- **Tarea**:
Reproduce textualmente, del fragmento sobre el simio Joe, el pasaje que se abre con las palabras que incluyen "Para entonces un" y se cierra con "deplorarlo, desde luego.".

- **Extracto de origen**:
________________________

Por un buen dinero vende Gallagher al simio a un domador profesional que del circo ha pasado al más próspero mundo del cine, Curly Stecker, quien junto a su esposa pasa a encargarse de la educación de Joe. Sus métodos son parecidos a los de su anterior propietario; acostumbrado a tratar con leones, tigres y elefantes el especialista desconoce las sutilezas del primate, que sigue llevándose a cuestas su buena ración de castigos. Mas la letra con sangre entra y pronto los servicios de Joe son ofrecidos a los estudios Universal, en los que empieza protagonizando, ya con su nombre artístico, una serie de cortos cómicos.

Para entonces un buen número de animales han alcanzado tal status: Max, Moritz y Pep, el trío de monos, la cabra Billy Whiskers, Cameo el gato o Sally la yegua, en filmes hoy perdidos. Los espectadores se desternillan viendo a nuestro Joe vestido de traje, con chaleco, cadena de reloj y hasta botines a medida en títulos como What Darwin misses (1916), Making Monkey Bussiness (1917) o A wild night (1920). Remedos que consuelan nuestro propio desvalimiento, reírse de los monos es sentimiento universal y no seré yo quien vaya a deplorarlo, desde luego.

________________________

Anotaciones de contornos de objetos:

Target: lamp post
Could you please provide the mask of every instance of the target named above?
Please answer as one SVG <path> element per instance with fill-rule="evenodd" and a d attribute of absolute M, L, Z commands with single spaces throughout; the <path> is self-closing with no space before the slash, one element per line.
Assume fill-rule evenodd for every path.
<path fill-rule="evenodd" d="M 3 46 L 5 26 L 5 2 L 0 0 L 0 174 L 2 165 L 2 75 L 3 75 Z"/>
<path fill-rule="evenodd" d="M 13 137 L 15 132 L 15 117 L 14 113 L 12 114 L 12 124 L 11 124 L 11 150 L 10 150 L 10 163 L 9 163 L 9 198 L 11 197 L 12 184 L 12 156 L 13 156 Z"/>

________________________

- **Respuesta**:
Para entonces un buen número de animales han alcanzado tal status: Max, Moritz y Pep, el trío de monos, la cabra Billy Whiskers, Cameo el gato o Sally la yegua, en filmes hoy perdidos. Los espectadores se desternillan viendo a nuestro Joe vestido de traje, con chaleco, cadena de reloj y hasta botines a medida en títulos como What Darwin misses (1916), Making Monkey Bussiness (1917) o A wild night (1920). Remedos que consuelan nuestro propio desvalimiento, reírse de los monos es sentimiento universal y no seré yo quien vaya a deplorarlo, desde luego.